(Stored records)
□ □ □ □
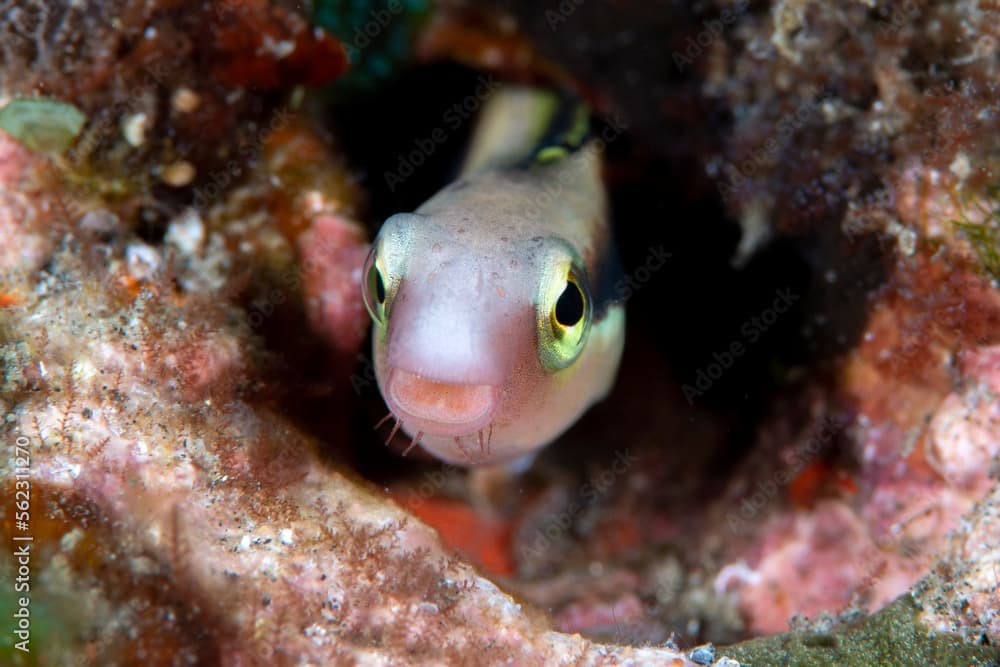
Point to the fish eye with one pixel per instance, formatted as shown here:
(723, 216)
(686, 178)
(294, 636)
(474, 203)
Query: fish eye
□ □ □ □
Please hand back every entry above exactly, with no images in the copy.

Point to the fish eye with one pixel per instance, formatted as shown here:
(723, 216)
(686, 178)
(294, 636)
(474, 203)
Query: fish eye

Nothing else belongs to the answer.